In the records below, find each line that holds "Outline" and return it.

Start of Source data

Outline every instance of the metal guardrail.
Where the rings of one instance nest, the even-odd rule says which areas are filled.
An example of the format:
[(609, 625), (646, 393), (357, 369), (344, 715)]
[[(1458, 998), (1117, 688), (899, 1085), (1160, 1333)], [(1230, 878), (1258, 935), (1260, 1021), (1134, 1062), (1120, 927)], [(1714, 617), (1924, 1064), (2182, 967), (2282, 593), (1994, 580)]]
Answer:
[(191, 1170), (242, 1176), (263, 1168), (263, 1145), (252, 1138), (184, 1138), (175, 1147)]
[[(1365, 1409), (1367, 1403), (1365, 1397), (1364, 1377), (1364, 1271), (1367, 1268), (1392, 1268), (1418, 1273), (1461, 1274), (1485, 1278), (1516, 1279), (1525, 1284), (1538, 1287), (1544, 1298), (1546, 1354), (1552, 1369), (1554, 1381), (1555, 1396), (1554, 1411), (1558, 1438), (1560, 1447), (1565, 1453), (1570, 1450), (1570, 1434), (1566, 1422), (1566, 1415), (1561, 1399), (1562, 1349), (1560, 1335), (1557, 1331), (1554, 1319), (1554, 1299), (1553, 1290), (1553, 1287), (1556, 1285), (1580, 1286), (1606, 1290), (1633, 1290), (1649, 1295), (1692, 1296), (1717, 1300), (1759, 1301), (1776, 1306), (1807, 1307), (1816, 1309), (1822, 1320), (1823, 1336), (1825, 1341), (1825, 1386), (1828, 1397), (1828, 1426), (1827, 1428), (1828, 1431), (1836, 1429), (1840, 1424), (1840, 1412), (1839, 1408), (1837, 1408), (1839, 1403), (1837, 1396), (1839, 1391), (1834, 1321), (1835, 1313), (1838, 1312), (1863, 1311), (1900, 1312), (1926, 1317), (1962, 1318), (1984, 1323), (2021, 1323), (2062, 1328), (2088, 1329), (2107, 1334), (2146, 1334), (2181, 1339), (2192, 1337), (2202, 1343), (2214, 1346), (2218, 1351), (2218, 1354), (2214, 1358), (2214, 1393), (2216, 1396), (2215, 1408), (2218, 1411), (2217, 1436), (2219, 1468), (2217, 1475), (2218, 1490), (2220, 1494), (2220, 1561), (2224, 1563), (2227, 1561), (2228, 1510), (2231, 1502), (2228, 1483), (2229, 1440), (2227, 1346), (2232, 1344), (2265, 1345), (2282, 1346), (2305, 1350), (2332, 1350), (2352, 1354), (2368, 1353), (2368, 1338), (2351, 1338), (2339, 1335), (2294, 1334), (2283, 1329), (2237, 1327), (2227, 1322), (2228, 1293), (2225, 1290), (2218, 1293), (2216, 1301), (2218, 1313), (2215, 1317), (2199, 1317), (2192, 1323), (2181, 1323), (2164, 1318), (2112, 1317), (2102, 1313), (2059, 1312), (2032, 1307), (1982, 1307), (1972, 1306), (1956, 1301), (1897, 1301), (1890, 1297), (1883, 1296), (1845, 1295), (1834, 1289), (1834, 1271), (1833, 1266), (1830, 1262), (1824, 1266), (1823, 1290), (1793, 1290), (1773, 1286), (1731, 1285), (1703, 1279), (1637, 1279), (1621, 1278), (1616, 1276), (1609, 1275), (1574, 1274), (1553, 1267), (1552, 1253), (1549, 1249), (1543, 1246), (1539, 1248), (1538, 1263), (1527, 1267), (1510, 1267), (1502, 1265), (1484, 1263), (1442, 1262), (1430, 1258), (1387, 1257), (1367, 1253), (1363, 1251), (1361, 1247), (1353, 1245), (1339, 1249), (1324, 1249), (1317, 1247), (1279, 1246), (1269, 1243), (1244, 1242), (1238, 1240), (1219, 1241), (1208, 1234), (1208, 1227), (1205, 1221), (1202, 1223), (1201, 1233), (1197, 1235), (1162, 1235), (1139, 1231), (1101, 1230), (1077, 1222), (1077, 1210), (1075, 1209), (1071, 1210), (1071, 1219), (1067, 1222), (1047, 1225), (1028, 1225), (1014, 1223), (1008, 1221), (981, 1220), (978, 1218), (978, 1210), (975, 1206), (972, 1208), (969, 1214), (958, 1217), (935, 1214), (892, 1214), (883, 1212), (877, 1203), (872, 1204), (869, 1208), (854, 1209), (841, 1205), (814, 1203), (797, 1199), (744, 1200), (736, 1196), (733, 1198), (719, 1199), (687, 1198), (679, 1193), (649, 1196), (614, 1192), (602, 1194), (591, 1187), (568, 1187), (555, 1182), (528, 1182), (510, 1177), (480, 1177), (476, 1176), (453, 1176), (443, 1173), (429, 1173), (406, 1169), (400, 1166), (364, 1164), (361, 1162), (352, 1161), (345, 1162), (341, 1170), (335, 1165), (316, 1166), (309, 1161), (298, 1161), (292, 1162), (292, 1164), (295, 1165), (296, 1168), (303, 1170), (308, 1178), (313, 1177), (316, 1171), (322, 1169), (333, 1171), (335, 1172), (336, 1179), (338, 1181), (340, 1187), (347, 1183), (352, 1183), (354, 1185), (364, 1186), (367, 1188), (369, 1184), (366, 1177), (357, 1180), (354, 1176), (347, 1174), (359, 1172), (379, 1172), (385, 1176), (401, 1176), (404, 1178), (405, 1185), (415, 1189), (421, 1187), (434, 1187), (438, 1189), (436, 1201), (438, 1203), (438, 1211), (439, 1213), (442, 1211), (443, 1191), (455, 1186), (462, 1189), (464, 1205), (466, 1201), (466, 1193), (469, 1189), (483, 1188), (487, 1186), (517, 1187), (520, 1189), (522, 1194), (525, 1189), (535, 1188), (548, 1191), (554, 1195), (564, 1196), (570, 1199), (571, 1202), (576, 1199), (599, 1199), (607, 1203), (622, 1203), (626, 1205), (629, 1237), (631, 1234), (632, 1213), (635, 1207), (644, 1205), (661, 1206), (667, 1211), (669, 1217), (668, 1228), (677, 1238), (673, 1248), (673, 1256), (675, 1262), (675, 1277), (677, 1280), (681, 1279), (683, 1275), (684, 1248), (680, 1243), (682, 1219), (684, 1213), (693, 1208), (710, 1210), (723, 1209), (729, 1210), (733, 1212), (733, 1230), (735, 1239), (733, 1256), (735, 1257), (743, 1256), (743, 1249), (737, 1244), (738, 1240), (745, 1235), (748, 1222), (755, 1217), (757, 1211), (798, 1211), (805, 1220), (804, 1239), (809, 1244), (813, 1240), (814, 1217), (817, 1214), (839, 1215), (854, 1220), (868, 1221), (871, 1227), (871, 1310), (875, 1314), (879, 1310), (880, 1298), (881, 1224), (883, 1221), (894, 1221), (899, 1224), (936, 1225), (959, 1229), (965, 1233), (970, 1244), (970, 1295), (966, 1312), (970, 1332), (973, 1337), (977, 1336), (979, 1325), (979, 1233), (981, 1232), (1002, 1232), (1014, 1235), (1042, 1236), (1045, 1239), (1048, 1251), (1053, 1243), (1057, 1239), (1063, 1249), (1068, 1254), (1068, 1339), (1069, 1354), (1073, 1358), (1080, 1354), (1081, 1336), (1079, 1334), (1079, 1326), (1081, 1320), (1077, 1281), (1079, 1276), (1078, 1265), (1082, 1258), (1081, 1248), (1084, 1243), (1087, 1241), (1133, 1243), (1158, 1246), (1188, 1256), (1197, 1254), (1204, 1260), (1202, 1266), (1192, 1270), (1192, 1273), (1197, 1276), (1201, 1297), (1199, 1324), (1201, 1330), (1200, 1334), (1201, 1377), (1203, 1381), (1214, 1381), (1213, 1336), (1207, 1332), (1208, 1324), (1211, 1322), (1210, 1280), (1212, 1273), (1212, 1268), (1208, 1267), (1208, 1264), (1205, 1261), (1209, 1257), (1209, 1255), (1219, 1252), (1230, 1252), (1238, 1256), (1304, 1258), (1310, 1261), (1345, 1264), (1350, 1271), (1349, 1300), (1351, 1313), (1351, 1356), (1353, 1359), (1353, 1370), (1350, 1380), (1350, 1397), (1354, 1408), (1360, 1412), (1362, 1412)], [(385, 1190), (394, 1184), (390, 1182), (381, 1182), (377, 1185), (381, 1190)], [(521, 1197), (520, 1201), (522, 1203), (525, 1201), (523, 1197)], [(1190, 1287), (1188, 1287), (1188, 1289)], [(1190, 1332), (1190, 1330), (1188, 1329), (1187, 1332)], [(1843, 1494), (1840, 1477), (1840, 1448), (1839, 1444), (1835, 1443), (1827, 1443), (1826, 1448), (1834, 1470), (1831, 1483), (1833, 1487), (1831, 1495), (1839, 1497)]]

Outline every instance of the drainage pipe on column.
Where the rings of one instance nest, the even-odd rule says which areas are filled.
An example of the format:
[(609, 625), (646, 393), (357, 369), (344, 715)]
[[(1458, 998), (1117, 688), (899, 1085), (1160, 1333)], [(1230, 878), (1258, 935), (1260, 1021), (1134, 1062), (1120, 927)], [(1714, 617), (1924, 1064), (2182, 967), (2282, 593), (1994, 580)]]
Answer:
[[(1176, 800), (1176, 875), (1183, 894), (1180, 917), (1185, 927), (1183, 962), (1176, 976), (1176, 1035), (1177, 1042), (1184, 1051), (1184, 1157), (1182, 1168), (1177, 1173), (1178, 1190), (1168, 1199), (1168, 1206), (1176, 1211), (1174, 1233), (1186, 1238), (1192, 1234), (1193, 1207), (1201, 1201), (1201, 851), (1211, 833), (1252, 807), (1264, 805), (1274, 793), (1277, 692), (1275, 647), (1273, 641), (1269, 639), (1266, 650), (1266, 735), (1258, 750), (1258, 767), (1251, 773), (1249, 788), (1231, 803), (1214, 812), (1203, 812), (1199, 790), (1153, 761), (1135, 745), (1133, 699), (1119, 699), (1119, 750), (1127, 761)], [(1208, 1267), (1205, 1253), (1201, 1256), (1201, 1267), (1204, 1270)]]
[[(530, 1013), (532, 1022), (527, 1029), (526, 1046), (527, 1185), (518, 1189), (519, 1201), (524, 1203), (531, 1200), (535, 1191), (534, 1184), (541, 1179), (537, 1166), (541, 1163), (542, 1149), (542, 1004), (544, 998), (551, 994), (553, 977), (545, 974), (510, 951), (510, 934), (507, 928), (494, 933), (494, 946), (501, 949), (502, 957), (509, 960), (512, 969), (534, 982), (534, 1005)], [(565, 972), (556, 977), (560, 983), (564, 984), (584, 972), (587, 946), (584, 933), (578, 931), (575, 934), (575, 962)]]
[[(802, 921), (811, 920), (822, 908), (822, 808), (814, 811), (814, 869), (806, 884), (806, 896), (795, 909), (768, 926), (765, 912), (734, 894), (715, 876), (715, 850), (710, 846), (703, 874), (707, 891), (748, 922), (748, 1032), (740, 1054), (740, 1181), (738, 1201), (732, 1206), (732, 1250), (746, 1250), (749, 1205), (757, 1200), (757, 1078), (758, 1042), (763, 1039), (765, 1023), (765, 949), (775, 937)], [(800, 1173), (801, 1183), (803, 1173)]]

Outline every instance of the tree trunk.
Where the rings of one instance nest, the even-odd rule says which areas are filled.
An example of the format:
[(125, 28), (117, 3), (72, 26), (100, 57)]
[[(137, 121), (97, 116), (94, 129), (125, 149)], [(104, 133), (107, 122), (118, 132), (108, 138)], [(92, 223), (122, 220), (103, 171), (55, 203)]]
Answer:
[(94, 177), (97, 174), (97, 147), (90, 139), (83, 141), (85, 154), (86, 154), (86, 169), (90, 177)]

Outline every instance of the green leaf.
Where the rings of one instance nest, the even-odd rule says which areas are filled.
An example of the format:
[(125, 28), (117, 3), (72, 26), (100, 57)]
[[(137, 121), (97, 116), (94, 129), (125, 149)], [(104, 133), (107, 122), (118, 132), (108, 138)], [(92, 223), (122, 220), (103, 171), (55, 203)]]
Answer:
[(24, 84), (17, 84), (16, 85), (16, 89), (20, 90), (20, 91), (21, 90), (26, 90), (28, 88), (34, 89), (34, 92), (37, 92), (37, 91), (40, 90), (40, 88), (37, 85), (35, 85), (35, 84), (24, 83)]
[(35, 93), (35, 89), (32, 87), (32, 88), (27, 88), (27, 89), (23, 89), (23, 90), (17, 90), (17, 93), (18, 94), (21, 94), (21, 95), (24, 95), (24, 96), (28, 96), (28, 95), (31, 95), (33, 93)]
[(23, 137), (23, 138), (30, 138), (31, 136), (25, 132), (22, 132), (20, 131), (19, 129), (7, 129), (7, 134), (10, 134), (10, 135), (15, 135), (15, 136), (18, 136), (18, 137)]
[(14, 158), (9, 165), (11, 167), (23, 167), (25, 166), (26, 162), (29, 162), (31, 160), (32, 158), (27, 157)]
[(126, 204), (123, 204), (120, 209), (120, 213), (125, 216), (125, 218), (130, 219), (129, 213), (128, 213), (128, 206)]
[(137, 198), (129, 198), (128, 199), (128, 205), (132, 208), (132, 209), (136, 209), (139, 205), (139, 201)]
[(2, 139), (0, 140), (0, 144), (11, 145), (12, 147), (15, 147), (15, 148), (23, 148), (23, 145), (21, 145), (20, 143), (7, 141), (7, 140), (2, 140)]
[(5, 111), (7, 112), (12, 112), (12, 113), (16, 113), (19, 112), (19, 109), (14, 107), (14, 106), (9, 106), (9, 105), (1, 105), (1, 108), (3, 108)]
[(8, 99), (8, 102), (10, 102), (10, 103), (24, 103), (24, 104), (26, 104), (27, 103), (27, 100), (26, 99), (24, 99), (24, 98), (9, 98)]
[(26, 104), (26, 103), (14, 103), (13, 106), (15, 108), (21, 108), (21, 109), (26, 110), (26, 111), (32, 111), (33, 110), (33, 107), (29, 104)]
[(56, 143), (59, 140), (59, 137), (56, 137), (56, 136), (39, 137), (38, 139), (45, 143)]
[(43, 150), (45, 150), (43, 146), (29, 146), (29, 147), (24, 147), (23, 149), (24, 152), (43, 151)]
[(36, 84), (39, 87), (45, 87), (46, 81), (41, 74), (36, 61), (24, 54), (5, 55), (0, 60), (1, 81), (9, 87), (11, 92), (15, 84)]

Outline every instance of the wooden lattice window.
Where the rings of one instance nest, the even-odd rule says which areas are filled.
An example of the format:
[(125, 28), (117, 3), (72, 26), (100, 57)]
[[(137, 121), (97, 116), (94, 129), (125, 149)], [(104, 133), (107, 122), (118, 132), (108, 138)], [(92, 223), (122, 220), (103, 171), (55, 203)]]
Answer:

End of Source data

» Answer to the problem:
Outline every instance of the metal guardrail.
Outline every instance of the drainage pipe on column.
Outline every instance of the tree trunk.
Outline every instance of the green leaf.
Outline every instance of the wooden lattice window.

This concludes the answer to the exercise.